### Exercise details
Render the rows below as a two-column CSV with the headers text and answer, one line per row. Put each value in its own quoted field and replace any line breaks with spaces.
═══ Given information ═══
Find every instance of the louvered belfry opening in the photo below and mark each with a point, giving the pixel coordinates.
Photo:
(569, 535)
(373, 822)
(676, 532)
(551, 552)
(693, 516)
═══
### Complete answer
text,answer
"Find every instance of the louvered belfry opening in the photo below and mark each with a point, giving the pixel coordinates. Photo:","(569, 535) (373, 822) (676, 532) (551, 552) (693, 516)"